— Aim —
Answer the following from the Erk (2007) page below.
1. Which corpus does the page use?
2. Which library handles the dependency parsing?
3. Which two dependency labels does the function extract_nv_info count?

— Text extract —
# Erk (2007)

* **Statistic**: Selectional Preference Strength
* **Corpus**: Brown
* **Parsing**: 
    * Type: Dependency
    * Library: Spacy
* **Categorization**:
    * Noun, Verb
    * Noun Subject, Noun Direct Object, Verb

**NB**: 
* This method seems to work better with large corpora, and less desirable on small ones compared to Resnik (1996).
* For convenience, only one corpus is used here. In practice, it is recommended that a *primary corpus* and a *generalization corpus* are used.

### A. Get Subj/Obj Lists for Verbs 

In [389]:
from spacy.en import English
from nltk.corpus import brown
from collections import defaultdict

In [390]:
def extract_nv_info():
    """
        returns an nv_count dict: {nsubj:[(n,v):count,...],dobj:[(n,v):count,...]}
        returns a v-arg dict: {v:{nsubj:[...],dobj:[...]},...}
    """
    
    # build parsing facilities
    parser = English()
    nv_counts = {'nsubj':defaultdict(int),'dobj':defaultdict(int)}
    dic = defaultdict(lambda : defaultdict(list))
    def dictionarize(parsed):
        for token in parsed:
            if token.dep_ in ['nsubj','dobj'] \
                and w2t[token.head.orth_]=='VERB' \
                and w2t[token.orth_]=='NOUN':
                nv_counts[token.dep_][(token.lemma_,token.head.lemma_)] += 1
                if token.lemma_ not in dic[token.head.lemma_][token.dep_]:
                    dic[token.head.lemma_][token.dep_].append(token.lemma_)
                
    # extract info from corpus
    tagged_words = list(set(brown.tagged_words(tagset='universal')))
    w2t = defaultdict(lambda : 'UNK', {w:t for w,t in tagged_words})
    sents = [' '.join(sent) for sent in brown.sents()]
    
    # parse corpus
    parsed_sents = [parser(sent) for sent in sents]
    for parsed in parsed_sents:
        dictionarize(parsed)
    
    return nv_counts, dic

In [391]:
%%time
nv_counts, dic = extract_nv_info()

— Given data —
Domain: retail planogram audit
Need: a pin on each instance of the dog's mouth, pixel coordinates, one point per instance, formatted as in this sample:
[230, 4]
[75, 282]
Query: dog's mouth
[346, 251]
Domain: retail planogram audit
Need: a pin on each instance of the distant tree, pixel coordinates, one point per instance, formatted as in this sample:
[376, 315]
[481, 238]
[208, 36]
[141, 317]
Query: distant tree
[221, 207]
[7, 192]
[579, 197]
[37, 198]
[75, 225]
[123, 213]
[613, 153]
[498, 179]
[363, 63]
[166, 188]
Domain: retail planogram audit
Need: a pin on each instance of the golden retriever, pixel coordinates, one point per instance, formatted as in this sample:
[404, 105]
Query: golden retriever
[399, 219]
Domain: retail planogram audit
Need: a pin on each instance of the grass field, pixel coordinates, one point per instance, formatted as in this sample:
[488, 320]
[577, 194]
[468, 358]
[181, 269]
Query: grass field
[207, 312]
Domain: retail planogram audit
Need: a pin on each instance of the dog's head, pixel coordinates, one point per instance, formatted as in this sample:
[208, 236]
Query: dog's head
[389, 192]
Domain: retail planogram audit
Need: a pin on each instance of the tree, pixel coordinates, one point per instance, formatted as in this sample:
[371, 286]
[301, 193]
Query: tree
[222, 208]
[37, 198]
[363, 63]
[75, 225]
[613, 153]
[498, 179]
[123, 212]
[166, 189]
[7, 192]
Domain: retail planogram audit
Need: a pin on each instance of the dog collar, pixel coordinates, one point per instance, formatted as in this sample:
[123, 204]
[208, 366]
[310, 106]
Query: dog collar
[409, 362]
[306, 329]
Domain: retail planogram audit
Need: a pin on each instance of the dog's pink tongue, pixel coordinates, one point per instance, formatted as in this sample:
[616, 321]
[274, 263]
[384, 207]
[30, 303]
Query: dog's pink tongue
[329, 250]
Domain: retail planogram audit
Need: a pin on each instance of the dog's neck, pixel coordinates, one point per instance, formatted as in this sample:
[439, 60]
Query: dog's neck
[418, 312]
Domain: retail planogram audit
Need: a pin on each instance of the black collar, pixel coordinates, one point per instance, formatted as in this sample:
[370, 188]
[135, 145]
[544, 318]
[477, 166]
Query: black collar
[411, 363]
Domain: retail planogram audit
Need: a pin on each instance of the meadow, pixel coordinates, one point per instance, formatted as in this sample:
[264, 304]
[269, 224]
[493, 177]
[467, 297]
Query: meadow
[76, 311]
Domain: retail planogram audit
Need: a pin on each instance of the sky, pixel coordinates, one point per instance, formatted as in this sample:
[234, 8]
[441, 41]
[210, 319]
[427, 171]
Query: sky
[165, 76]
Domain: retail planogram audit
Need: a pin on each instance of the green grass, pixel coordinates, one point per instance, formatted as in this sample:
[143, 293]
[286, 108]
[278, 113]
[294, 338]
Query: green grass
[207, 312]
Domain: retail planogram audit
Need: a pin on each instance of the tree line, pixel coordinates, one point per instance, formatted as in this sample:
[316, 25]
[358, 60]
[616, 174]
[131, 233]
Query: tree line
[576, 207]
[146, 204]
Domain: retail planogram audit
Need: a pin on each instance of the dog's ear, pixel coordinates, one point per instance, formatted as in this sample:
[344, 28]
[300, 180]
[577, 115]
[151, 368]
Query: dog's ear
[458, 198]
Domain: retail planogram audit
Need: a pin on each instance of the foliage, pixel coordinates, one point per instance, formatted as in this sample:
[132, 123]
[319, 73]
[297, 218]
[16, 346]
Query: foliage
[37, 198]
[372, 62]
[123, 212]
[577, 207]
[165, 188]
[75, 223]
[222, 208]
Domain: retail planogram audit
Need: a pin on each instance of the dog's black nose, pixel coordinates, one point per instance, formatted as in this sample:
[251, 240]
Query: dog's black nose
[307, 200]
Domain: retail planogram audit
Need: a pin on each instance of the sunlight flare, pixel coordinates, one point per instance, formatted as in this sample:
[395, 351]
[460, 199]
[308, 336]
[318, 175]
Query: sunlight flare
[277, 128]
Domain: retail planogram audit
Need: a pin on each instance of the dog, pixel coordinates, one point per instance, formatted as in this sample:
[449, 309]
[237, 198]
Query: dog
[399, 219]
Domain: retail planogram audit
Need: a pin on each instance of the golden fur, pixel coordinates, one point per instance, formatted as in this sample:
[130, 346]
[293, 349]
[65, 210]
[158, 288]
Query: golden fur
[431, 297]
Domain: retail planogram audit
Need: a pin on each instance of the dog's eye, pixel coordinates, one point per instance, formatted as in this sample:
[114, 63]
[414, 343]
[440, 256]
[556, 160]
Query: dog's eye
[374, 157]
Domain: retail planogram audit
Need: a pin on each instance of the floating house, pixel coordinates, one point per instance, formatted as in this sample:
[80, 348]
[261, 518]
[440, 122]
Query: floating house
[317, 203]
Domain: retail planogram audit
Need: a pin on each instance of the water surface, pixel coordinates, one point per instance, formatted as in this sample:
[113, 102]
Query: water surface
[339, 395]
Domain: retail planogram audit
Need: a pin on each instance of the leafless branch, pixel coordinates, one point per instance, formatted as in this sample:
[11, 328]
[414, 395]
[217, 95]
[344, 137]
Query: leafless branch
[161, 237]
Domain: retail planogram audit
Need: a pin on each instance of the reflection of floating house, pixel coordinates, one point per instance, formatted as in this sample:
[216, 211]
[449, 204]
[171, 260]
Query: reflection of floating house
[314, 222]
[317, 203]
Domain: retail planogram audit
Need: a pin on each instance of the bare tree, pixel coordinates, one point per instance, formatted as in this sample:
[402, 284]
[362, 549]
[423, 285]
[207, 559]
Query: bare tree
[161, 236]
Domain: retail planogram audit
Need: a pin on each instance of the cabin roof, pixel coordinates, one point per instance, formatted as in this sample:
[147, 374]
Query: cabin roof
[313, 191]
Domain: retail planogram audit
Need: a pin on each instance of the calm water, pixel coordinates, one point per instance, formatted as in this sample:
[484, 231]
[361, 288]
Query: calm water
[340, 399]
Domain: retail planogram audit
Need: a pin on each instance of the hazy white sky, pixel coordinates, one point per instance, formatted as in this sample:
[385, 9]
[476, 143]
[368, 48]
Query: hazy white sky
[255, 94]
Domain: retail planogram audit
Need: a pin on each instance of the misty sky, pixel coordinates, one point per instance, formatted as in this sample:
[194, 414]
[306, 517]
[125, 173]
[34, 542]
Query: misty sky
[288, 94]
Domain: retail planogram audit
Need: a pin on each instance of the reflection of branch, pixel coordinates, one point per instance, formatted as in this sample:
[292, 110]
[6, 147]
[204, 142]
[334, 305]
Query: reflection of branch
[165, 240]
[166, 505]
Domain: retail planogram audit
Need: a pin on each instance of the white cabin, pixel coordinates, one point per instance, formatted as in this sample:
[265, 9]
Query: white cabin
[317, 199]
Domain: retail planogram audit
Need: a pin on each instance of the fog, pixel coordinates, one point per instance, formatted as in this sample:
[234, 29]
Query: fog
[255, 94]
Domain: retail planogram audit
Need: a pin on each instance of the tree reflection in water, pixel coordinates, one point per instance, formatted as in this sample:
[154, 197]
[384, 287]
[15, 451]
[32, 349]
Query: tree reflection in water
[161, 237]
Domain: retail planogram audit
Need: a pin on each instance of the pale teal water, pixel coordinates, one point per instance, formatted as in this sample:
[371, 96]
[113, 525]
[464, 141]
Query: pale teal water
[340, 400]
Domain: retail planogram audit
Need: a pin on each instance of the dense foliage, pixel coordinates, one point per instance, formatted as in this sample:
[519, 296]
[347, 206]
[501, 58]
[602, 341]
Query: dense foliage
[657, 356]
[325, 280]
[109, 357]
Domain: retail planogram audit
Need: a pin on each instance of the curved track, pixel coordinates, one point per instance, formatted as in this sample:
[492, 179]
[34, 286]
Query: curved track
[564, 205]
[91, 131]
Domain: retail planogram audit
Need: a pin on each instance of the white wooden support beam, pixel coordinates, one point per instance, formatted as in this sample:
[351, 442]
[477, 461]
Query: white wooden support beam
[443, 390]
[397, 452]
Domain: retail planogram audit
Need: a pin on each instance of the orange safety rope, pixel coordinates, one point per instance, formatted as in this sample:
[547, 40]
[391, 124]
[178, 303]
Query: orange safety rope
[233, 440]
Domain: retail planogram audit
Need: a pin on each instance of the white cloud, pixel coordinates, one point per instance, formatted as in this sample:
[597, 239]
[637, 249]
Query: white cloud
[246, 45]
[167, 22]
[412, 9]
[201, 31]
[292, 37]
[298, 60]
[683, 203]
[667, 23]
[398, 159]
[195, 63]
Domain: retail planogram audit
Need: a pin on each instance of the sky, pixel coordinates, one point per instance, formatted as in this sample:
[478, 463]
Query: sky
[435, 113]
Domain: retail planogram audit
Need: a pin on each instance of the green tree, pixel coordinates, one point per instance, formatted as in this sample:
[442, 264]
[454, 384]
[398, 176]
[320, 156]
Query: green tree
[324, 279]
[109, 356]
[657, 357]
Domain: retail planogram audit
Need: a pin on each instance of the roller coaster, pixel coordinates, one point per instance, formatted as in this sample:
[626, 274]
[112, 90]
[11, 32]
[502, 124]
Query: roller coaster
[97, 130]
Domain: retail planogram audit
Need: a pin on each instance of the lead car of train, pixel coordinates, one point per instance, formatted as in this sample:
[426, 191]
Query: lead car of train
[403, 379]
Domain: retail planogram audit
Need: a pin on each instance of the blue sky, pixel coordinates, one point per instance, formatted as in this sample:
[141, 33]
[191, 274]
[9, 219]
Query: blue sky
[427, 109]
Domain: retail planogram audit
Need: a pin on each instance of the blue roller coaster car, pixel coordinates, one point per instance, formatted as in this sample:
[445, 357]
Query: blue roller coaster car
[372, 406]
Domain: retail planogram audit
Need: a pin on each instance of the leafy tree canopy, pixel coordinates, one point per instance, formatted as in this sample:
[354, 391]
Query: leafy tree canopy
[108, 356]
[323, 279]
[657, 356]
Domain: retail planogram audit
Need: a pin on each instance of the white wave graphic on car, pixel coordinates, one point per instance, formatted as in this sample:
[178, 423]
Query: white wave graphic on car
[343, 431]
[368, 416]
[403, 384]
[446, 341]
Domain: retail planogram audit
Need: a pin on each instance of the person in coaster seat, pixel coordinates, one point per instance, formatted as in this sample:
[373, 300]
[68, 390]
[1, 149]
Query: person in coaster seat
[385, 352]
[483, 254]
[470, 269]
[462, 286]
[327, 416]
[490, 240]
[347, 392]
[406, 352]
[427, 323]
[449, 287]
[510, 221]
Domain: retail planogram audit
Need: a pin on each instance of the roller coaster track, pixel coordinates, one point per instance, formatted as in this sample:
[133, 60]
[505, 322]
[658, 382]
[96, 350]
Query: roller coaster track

— Answer to this problem —
1. Brown
2. Spacy
3. nsubj and dobj